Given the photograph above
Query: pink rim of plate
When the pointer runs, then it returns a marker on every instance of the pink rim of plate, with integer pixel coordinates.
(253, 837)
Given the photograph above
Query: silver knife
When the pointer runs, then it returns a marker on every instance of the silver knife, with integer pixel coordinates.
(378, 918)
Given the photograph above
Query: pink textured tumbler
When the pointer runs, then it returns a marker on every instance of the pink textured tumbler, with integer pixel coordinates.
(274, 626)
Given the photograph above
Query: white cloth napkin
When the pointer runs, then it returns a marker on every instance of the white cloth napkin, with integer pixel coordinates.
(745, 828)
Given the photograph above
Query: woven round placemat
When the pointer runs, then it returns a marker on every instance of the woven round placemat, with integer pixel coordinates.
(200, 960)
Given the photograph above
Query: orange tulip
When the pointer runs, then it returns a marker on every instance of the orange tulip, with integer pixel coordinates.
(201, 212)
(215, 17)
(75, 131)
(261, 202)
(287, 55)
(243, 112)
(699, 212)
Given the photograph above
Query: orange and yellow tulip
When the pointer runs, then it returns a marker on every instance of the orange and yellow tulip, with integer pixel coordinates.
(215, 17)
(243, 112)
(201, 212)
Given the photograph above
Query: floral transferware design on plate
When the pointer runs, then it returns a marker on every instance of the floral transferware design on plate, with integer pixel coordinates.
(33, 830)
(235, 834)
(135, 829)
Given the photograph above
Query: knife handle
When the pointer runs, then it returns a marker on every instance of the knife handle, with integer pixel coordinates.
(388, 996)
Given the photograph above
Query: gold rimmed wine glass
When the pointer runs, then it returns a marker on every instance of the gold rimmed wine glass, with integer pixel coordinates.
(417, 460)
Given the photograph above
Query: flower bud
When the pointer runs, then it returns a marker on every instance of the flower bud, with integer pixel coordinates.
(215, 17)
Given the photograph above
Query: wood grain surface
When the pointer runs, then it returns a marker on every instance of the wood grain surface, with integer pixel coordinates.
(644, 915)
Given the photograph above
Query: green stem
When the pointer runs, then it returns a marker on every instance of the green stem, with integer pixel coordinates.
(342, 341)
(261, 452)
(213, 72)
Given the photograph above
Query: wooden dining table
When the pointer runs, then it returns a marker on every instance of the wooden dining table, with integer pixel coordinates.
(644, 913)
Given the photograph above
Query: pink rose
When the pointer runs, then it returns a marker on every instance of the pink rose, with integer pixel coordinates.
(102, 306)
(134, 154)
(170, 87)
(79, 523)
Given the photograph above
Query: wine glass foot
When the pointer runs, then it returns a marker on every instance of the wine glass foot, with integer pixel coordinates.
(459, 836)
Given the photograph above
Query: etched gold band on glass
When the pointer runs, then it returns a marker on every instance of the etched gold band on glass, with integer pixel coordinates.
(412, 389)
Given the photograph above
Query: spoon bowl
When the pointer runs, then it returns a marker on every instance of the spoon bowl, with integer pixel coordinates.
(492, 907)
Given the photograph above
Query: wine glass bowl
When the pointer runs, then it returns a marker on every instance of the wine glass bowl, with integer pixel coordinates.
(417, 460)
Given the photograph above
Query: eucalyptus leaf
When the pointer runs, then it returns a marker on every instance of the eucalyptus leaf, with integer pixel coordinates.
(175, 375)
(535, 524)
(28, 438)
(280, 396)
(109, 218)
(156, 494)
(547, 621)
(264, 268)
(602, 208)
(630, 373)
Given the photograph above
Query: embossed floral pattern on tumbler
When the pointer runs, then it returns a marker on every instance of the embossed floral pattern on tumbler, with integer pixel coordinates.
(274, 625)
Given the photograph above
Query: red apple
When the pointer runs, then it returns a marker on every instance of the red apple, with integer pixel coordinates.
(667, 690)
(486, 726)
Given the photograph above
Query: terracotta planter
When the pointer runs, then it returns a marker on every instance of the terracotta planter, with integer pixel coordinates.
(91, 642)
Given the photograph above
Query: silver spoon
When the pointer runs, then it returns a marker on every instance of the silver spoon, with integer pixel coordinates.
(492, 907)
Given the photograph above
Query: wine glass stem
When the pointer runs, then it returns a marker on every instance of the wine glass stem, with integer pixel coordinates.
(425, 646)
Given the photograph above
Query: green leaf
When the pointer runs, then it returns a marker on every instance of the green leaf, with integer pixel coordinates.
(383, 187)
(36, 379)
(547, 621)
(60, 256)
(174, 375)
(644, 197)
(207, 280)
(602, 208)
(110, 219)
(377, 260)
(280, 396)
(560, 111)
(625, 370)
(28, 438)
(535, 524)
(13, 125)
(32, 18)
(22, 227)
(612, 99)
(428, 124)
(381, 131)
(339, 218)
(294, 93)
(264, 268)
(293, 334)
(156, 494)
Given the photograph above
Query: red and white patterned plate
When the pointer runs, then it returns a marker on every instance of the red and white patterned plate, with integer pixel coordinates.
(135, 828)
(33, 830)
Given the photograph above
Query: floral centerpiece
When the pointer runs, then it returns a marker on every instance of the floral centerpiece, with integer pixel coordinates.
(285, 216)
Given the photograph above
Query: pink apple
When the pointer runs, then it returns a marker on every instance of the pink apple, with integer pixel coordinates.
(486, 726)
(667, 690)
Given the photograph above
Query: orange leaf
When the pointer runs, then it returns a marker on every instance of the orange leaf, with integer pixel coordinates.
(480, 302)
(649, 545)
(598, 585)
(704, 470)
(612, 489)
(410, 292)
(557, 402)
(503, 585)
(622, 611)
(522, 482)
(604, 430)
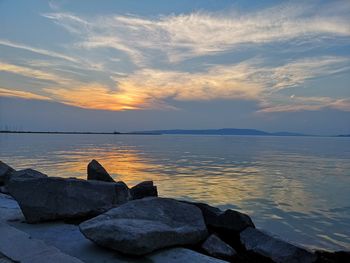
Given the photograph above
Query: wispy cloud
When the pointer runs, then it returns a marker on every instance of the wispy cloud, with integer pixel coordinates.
(40, 51)
(198, 34)
(21, 94)
(33, 73)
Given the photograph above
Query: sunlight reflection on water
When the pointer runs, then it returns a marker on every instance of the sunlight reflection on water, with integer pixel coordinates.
(295, 187)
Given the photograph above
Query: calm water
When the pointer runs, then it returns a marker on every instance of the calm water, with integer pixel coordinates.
(295, 187)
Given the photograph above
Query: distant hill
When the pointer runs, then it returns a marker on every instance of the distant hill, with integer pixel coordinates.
(226, 131)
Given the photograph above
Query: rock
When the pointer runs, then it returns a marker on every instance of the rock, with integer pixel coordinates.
(52, 198)
(5, 172)
(96, 172)
(180, 255)
(144, 189)
(20, 247)
(9, 209)
(229, 220)
(215, 247)
(333, 257)
(25, 174)
(142, 226)
(278, 250)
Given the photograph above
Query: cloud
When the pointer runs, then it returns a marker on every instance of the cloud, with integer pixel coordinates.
(183, 36)
(247, 80)
(33, 73)
(40, 51)
(21, 94)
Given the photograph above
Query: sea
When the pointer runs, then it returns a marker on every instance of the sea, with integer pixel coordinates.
(297, 188)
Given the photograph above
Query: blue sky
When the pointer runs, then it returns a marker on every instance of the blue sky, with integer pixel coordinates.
(135, 65)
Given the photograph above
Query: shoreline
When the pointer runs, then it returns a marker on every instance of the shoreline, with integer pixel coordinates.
(67, 215)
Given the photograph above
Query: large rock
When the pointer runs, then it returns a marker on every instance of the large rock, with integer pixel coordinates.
(181, 255)
(25, 174)
(228, 220)
(5, 172)
(278, 250)
(96, 172)
(20, 247)
(144, 189)
(142, 226)
(215, 247)
(51, 198)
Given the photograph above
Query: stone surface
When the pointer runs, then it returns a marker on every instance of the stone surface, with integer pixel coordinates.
(274, 248)
(20, 247)
(181, 255)
(333, 257)
(52, 198)
(228, 220)
(25, 174)
(5, 171)
(215, 247)
(144, 189)
(9, 209)
(142, 226)
(96, 172)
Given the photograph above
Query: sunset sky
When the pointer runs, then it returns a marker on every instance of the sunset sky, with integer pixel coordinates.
(137, 65)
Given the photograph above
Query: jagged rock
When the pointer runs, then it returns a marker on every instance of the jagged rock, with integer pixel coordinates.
(180, 255)
(215, 247)
(9, 209)
(96, 172)
(5, 172)
(26, 174)
(52, 198)
(144, 189)
(20, 247)
(142, 226)
(333, 257)
(276, 249)
(228, 220)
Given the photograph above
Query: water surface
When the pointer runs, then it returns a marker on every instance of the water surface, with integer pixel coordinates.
(295, 187)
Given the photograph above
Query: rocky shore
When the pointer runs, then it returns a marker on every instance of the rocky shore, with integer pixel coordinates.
(52, 219)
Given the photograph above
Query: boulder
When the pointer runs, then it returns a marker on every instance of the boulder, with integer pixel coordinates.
(5, 172)
(333, 257)
(25, 174)
(96, 172)
(52, 198)
(180, 255)
(144, 189)
(18, 246)
(142, 226)
(276, 249)
(215, 247)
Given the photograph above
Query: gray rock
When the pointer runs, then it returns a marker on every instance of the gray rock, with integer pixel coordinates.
(96, 172)
(20, 247)
(274, 248)
(5, 172)
(181, 255)
(142, 226)
(9, 209)
(215, 247)
(144, 189)
(229, 220)
(53, 198)
(25, 174)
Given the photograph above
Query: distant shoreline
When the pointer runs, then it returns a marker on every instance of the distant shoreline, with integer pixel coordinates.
(102, 133)
(178, 132)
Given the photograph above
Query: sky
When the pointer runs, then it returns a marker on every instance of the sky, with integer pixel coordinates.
(132, 65)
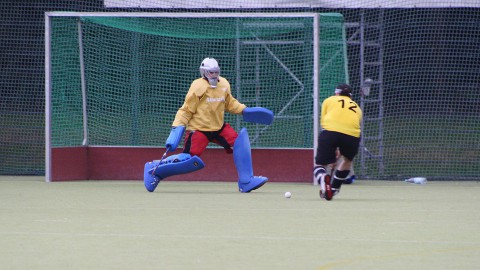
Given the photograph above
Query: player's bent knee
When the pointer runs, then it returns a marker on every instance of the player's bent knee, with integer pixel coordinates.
(178, 164)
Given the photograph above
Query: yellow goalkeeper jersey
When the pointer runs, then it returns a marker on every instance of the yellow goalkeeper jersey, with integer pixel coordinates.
(204, 106)
(341, 114)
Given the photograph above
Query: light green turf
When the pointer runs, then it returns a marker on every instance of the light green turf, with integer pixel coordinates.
(209, 225)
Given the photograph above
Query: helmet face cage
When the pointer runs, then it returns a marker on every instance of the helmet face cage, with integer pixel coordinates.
(210, 70)
(344, 90)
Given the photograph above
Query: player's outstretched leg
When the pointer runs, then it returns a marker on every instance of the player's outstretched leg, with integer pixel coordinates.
(242, 157)
(155, 171)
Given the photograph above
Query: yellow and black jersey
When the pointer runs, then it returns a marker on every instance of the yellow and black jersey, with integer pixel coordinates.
(204, 106)
(341, 114)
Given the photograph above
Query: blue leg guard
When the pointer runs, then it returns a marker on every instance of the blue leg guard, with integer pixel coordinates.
(156, 170)
(242, 157)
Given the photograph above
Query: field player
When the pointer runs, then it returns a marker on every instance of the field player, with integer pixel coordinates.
(340, 121)
(202, 115)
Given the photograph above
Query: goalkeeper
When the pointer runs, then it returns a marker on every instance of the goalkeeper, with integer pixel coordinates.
(202, 116)
(340, 121)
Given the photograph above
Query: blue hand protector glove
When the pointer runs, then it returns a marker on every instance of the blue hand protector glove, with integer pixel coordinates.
(174, 138)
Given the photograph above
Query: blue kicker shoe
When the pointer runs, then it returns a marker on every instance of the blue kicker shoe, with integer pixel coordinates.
(254, 183)
(350, 180)
(149, 180)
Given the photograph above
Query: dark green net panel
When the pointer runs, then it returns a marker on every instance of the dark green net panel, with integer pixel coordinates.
(138, 70)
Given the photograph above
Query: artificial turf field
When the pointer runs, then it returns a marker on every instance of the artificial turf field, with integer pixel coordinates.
(210, 225)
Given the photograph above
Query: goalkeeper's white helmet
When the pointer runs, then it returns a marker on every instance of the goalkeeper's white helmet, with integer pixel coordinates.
(210, 70)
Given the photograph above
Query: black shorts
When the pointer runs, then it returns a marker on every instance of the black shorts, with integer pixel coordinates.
(329, 141)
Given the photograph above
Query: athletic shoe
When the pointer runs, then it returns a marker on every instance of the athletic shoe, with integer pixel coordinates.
(326, 191)
(350, 180)
(255, 182)
(150, 181)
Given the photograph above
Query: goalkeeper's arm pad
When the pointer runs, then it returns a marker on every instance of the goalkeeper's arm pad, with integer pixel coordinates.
(258, 115)
(174, 138)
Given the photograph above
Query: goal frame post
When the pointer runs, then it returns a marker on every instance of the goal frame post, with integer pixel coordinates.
(82, 153)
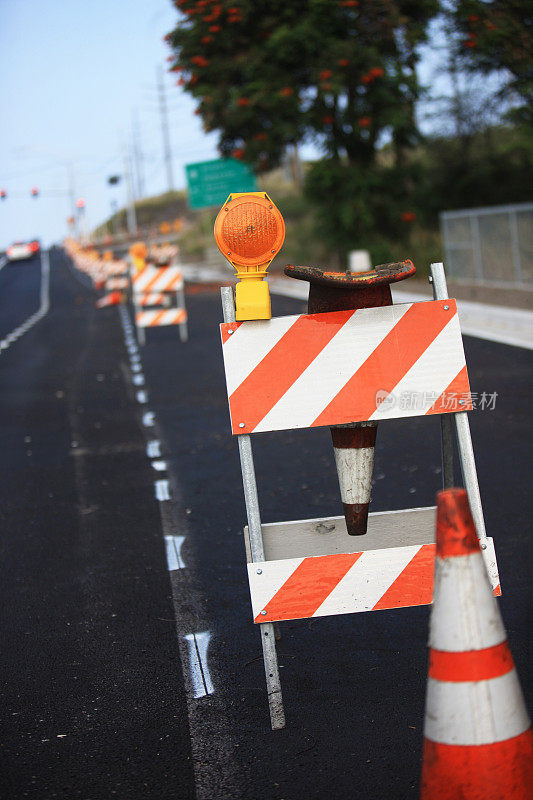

- **GIVEN PROBLEM**: Count the lines in the material above that contain the string "glove", matching case exactly. Reply with the number alone.

- **TASK OUTPUT**: 2